Those lines of the data that hold the word "below" are to be copied out.
──────── DATA TO EXAMINE
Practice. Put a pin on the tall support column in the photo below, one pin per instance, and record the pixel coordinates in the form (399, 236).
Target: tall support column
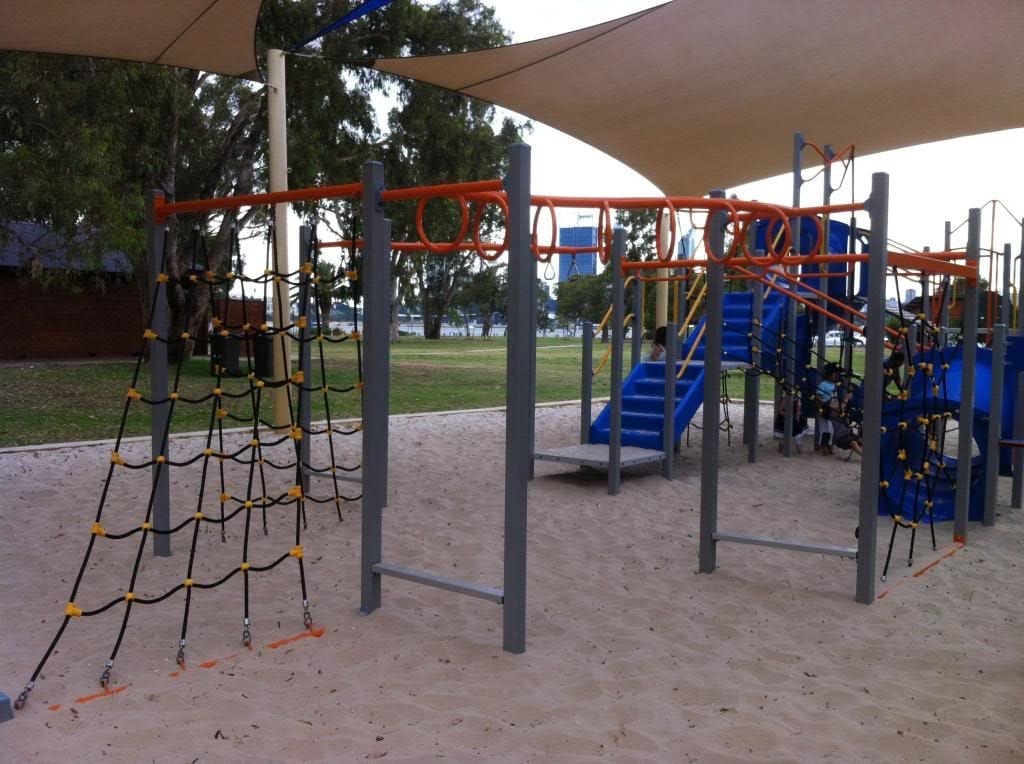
(587, 382)
(994, 422)
(752, 382)
(278, 137)
(376, 382)
(878, 208)
(669, 432)
(970, 350)
(306, 308)
(788, 343)
(713, 373)
(158, 385)
(1017, 499)
(1006, 306)
(615, 404)
(519, 404)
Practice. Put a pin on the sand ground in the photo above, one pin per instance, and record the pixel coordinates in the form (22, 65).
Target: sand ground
(631, 654)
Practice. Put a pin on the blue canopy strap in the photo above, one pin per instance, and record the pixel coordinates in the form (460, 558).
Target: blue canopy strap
(367, 7)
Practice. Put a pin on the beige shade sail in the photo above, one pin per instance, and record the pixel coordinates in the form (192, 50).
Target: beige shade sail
(209, 35)
(701, 94)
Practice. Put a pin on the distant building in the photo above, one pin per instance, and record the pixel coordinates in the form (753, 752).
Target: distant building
(584, 263)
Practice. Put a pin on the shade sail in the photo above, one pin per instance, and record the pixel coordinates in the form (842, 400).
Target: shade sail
(698, 94)
(209, 35)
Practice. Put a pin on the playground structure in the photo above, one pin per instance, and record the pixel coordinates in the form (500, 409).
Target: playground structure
(706, 348)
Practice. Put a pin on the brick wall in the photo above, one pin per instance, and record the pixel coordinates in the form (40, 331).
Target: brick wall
(58, 324)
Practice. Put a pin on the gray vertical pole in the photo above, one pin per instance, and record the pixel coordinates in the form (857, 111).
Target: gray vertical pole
(788, 343)
(878, 207)
(669, 430)
(519, 402)
(158, 386)
(1018, 483)
(970, 351)
(615, 429)
(636, 343)
(1005, 305)
(587, 383)
(713, 373)
(306, 307)
(752, 385)
(376, 391)
(994, 422)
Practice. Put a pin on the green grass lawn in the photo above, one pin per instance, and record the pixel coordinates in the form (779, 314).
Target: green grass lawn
(43, 402)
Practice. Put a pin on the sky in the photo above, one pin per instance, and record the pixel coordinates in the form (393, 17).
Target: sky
(929, 184)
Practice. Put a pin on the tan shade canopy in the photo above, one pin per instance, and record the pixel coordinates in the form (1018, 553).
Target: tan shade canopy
(209, 35)
(698, 94)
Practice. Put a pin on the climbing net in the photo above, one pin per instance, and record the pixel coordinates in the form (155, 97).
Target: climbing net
(267, 472)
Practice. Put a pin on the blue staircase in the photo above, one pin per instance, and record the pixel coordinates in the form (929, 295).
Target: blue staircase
(643, 390)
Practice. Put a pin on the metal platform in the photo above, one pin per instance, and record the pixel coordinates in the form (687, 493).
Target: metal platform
(596, 456)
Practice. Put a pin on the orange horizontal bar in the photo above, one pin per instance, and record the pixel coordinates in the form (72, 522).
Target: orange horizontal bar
(444, 189)
(162, 209)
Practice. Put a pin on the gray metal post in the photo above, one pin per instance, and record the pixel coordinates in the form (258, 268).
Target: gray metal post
(994, 422)
(752, 384)
(636, 343)
(669, 432)
(713, 374)
(615, 404)
(306, 308)
(376, 389)
(788, 343)
(1017, 499)
(519, 398)
(970, 352)
(158, 385)
(878, 207)
(1005, 304)
(587, 382)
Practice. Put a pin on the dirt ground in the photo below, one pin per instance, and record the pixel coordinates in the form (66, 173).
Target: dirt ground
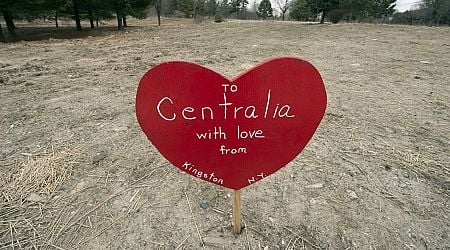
(76, 172)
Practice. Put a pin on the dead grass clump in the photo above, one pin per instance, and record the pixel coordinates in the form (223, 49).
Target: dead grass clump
(39, 176)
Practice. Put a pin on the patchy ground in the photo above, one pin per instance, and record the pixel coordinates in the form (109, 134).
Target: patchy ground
(77, 172)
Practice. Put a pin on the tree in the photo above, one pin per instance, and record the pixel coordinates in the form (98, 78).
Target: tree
(211, 7)
(300, 10)
(8, 8)
(284, 6)
(186, 6)
(265, 9)
(322, 6)
(380, 8)
(436, 11)
(76, 13)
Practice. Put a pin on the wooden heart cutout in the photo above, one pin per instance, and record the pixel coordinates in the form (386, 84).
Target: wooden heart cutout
(231, 133)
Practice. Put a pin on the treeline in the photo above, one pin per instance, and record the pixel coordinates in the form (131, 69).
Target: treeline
(429, 12)
(336, 10)
(92, 10)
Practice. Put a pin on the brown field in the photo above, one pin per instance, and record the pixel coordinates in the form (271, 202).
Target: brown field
(76, 172)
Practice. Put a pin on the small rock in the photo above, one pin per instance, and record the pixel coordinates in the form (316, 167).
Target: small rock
(317, 185)
(33, 197)
(204, 204)
(402, 185)
(214, 241)
(30, 83)
(387, 167)
(98, 157)
(352, 194)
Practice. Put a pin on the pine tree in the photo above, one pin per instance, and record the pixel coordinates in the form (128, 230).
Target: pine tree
(300, 10)
(265, 9)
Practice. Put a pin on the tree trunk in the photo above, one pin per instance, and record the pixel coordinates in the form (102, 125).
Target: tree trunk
(56, 19)
(124, 21)
(76, 14)
(91, 18)
(119, 20)
(322, 18)
(2, 38)
(9, 22)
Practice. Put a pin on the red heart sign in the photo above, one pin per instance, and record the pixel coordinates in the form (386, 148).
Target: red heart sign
(231, 132)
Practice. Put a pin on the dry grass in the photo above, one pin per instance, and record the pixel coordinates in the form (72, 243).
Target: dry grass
(23, 217)
(42, 176)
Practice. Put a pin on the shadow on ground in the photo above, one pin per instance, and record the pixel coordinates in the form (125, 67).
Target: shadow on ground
(36, 33)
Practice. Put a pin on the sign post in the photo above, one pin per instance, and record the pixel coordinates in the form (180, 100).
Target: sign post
(232, 133)
(236, 212)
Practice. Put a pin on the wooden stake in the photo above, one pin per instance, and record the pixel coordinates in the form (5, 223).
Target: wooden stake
(237, 211)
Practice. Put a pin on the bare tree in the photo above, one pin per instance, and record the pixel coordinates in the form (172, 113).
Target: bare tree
(284, 6)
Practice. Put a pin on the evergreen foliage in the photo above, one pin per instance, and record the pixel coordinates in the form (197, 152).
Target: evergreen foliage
(265, 9)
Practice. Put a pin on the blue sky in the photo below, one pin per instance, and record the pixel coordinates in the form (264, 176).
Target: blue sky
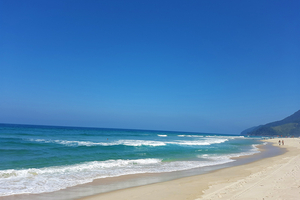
(203, 66)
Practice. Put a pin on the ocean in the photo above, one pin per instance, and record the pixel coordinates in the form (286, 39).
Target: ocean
(43, 159)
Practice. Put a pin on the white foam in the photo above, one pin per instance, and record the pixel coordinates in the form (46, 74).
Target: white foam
(230, 157)
(51, 179)
(162, 135)
(198, 142)
(88, 143)
(190, 136)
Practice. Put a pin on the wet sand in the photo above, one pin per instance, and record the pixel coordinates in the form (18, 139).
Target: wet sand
(268, 178)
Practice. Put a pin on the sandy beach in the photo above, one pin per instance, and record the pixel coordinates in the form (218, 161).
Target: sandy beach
(270, 178)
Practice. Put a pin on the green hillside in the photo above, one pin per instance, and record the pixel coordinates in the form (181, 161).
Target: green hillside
(289, 126)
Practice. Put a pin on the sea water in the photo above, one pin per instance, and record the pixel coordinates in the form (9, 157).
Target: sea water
(40, 159)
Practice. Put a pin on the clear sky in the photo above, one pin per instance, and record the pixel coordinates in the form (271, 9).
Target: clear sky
(205, 66)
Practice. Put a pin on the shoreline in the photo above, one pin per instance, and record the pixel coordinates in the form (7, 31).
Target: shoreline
(190, 184)
(255, 180)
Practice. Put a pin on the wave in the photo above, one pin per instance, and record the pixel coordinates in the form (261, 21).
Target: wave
(252, 151)
(190, 135)
(51, 179)
(199, 142)
(162, 135)
(134, 143)
(88, 143)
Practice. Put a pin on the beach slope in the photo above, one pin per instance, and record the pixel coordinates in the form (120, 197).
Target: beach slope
(270, 178)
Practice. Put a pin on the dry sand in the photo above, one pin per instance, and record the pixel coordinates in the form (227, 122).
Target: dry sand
(270, 178)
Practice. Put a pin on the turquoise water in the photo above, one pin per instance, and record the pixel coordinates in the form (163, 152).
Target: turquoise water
(38, 159)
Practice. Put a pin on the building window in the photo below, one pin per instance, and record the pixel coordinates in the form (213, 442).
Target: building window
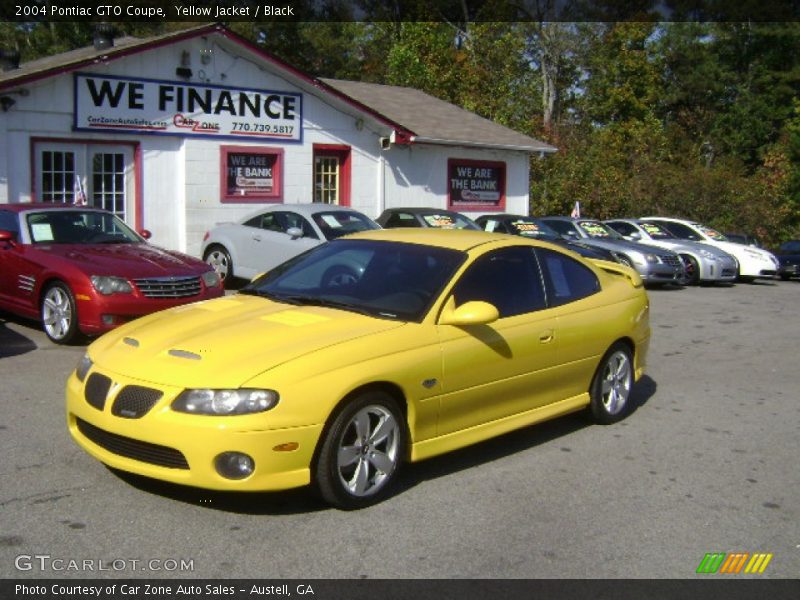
(58, 176)
(326, 179)
(108, 182)
(97, 174)
(332, 174)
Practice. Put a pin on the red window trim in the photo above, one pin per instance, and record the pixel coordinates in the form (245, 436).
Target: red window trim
(500, 206)
(342, 152)
(138, 201)
(274, 197)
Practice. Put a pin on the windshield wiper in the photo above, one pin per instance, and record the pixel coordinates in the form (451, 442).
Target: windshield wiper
(327, 303)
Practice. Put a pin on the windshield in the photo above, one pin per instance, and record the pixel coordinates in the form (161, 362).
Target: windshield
(383, 279)
(657, 232)
(712, 234)
(79, 227)
(528, 227)
(336, 223)
(448, 221)
(597, 230)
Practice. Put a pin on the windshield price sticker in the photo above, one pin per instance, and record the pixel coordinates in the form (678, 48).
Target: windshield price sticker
(110, 103)
(594, 229)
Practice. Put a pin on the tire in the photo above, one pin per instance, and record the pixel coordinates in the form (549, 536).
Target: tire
(220, 260)
(338, 276)
(361, 452)
(691, 270)
(611, 386)
(59, 313)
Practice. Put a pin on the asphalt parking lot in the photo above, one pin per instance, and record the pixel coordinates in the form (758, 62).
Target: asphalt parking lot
(708, 462)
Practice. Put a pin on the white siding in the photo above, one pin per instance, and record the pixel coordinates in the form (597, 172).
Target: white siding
(180, 176)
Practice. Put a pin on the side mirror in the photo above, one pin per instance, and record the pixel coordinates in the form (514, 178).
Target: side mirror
(475, 312)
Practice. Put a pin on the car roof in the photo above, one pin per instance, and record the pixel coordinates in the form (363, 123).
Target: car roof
(420, 210)
(26, 206)
(670, 220)
(455, 239)
(303, 208)
(505, 216)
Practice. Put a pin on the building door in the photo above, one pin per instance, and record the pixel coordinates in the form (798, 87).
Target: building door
(98, 175)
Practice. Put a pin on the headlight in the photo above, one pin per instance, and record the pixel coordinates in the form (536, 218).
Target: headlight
(107, 285)
(225, 402)
(651, 258)
(83, 367)
(211, 279)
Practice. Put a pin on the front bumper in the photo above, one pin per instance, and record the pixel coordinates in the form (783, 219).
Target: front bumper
(720, 270)
(180, 448)
(98, 314)
(660, 273)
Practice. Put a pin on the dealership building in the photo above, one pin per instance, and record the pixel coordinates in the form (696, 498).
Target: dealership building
(178, 132)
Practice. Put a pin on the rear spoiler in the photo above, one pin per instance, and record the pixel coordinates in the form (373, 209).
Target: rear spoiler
(619, 270)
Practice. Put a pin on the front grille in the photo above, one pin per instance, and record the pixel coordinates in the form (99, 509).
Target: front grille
(169, 287)
(96, 390)
(672, 260)
(134, 401)
(135, 449)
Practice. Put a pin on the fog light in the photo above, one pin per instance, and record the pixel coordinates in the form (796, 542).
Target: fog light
(234, 465)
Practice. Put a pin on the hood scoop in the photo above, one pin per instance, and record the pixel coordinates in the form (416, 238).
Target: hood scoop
(184, 354)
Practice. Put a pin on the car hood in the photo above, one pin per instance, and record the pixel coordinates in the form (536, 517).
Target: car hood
(128, 260)
(736, 249)
(226, 342)
(620, 245)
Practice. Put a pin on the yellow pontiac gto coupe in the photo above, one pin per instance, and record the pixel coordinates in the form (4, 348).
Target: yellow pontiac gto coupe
(371, 350)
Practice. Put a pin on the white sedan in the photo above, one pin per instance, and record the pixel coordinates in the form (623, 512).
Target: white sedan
(273, 234)
(753, 262)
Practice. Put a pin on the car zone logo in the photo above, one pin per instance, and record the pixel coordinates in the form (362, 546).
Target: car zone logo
(734, 563)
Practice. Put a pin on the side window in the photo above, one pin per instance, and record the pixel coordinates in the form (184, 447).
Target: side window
(562, 227)
(566, 279)
(508, 278)
(622, 228)
(295, 220)
(9, 222)
(271, 221)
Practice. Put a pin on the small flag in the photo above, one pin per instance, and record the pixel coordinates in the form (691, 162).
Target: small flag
(80, 195)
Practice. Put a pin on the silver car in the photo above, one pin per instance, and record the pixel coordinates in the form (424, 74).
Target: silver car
(656, 266)
(273, 234)
(703, 263)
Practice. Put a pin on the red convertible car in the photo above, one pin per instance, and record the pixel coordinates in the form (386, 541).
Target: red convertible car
(81, 270)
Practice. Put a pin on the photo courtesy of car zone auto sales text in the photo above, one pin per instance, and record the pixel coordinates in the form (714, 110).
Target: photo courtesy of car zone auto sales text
(296, 308)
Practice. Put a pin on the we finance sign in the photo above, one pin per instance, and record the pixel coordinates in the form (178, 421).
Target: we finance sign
(110, 103)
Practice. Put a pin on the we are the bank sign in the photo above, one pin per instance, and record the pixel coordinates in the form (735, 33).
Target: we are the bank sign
(111, 103)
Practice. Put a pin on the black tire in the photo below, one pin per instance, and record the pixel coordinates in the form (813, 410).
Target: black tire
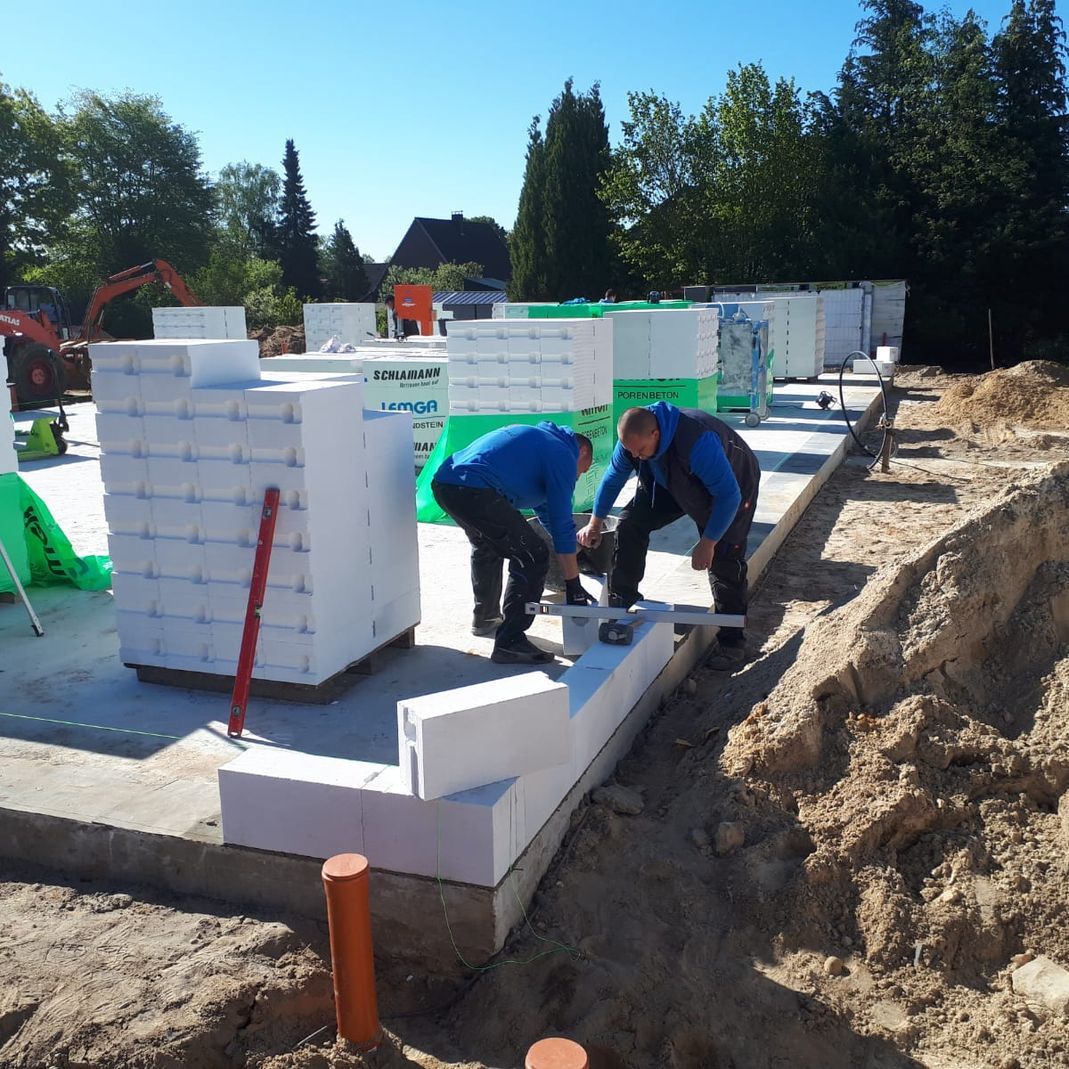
(37, 374)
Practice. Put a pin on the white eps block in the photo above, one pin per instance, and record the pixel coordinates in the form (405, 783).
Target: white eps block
(294, 803)
(458, 740)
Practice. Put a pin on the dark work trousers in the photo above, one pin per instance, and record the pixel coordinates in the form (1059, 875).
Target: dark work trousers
(727, 575)
(497, 532)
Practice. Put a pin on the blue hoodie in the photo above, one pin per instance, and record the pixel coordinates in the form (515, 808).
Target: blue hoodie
(708, 462)
(532, 467)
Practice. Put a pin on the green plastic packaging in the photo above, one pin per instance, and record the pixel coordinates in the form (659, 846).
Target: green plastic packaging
(42, 554)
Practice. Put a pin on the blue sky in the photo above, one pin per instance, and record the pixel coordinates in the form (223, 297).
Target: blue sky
(415, 108)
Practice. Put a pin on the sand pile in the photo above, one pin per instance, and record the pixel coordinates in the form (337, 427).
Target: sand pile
(1034, 393)
(914, 763)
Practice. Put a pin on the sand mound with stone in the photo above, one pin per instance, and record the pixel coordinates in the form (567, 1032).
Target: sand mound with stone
(917, 755)
(1034, 393)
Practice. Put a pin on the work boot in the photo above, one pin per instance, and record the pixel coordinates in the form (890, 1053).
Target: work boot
(520, 650)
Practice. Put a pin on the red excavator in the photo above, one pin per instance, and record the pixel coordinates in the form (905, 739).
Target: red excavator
(45, 351)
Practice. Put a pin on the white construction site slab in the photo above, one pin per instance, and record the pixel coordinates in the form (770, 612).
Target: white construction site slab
(456, 740)
(111, 745)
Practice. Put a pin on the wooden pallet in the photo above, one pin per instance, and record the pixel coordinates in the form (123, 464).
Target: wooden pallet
(310, 694)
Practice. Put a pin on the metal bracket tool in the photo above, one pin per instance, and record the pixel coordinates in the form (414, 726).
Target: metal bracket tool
(618, 624)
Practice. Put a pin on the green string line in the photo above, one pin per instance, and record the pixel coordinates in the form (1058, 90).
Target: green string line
(558, 947)
(95, 727)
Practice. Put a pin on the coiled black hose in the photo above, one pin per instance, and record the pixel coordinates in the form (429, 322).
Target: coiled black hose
(884, 423)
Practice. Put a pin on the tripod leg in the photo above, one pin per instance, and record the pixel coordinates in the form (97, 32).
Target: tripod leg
(34, 622)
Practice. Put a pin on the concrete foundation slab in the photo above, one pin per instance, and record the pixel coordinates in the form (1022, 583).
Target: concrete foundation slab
(101, 775)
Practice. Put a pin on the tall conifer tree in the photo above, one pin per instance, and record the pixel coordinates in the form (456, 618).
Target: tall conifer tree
(575, 220)
(296, 231)
(527, 245)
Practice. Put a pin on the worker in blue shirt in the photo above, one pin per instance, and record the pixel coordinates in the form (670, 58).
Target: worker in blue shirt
(482, 487)
(688, 463)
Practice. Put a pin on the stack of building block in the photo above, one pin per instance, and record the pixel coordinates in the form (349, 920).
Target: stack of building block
(847, 319)
(352, 324)
(529, 366)
(796, 329)
(672, 343)
(9, 461)
(191, 435)
(200, 321)
(318, 806)
(417, 385)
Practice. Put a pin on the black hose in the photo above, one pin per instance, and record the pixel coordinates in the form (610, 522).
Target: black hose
(842, 405)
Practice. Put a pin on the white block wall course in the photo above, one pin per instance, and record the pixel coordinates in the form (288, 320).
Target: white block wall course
(120, 433)
(180, 560)
(294, 803)
(222, 402)
(470, 837)
(136, 593)
(351, 323)
(181, 599)
(125, 476)
(200, 322)
(117, 392)
(393, 530)
(221, 439)
(456, 740)
(130, 554)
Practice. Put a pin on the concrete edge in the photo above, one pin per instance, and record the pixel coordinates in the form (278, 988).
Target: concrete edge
(479, 918)
(529, 868)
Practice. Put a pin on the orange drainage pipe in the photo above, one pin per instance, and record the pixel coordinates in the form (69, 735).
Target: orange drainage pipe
(556, 1053)
(346, 883)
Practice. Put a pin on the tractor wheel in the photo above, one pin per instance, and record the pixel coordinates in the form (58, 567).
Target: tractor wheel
(37, 374)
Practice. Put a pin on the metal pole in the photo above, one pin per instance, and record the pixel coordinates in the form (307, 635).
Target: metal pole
(34, 622)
────────────────
### EXERCISE ANSWER
Practice. Put a pin on the tall support column in the photo below, one pin per instance, and record the pixel coordinates in the form (399, 236).
Practice. Put a pin on the dirt ground in the photo below, one pin per instance, and record the pixel coordinates in the form (66, 173).
Practice. Put a pin on the blue sky in the photo below, one pin per instance, and record the pixel coordinates in the form (264, 176).
Practice. Put a pin on the building window in the photo below, one pin per instance, and record the pixel coordinates in the form (213, 442).
Practice. Put a pin on the black tire in the photo below, one pin per instance, and record the pixel coordinates in the form (813, 410).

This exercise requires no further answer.